GIVEN INSTRUCTION -> Rewrite all of the records below, replacing "house form" with "standard format" wherever it appears and changing nothing else.

GIVEN ENTRIES ->
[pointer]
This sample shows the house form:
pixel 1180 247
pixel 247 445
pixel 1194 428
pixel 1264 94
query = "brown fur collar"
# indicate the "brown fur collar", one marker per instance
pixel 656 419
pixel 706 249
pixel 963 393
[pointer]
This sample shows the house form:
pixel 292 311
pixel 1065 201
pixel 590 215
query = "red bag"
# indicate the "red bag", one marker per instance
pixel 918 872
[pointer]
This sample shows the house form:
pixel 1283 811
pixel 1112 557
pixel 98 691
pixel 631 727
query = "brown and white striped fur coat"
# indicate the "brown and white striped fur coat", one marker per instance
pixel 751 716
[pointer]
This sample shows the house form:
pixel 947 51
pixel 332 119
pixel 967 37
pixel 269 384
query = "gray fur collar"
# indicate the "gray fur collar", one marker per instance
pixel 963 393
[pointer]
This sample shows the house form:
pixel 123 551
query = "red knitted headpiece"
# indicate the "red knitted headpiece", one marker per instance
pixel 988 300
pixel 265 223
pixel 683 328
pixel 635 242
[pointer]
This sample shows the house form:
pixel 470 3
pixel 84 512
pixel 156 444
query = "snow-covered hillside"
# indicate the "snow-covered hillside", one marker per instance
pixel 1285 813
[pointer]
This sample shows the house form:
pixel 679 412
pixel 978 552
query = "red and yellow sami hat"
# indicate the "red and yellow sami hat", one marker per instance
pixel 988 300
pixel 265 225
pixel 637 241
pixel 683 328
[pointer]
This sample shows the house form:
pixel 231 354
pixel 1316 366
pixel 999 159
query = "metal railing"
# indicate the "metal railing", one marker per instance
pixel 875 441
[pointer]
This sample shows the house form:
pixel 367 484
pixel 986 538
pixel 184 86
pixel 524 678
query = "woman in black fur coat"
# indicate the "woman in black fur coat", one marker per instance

FULL RESPONSE ->
[pointer]
This sample shows the standard format:
pixel 1180 247
pixel 247 445
pixel 1194 428
pixel 1264 94
query = "brown fur collar"
# indicate the "brown fur collar", one marker per instance
pixel 656 419
pixel 706 249
pixel 963 393
[pointer]
This sample shows the standard format:
pixel 292 311
pixel 1065 201
pixel 590 215
query = "red bag"
# indicate the "red bag", one marker per instance
pixel 918 872
[pointer]
This sample shows the standard format:
pixel 1283 811
pixel 1112 557
pixel 98 691
pixel 631 727
query = "brown and white striped fur coat"
# indicate the "brown and white striped fur coat", one marker per instance
pixel 751 716
[pointer]
This sample shows the standard format:
pixel 947 51
pixel 332 119
pixel 967 37
pixel 269 384
query = "gray fur collar"
# indicate the "gray fur collar", one marker per instance
pixel 963 393
[pointer]
This sample shows the standard format:
pixel 123 551
query = "red knitted headpiece"
# indicate the "red knitted headpiece", one marker per instance
pixel 988 300
pixel 265 223
pixel 683 328
pixel 635 242
[pointer]
This sample shows the standard format:
pixel 470 3
pixel 84 512
pixel 156 444
query = "snow-covered hillside"
# indicate the "snow-covered hillside", one marker per instance
pixel 1285 813
[pointer]
This sample shows the standard format:
pixel 679 412
pixel 978 552
query = "red and yellow sami hat"
# indicate the "red and yellow sami hat", one marker per instance
pixel 988 300
pixel 265 225
pixel 637 241
pixel 683 328
[pointer]
This sample shows the standard format:
pixel 231 354
pixel 1316 366
pixel 999 159
query = "metal railing"
# indicate the "metal railing", one marker per instance
pixel 875 441
[pointer]
This sample shows the standard format:
pixel 367 484
pixel 986 538
pixel 184 86
pixel 524 678
query = "woman in black fur coat"
# indicate the "woman in black fur coat", one marker per instance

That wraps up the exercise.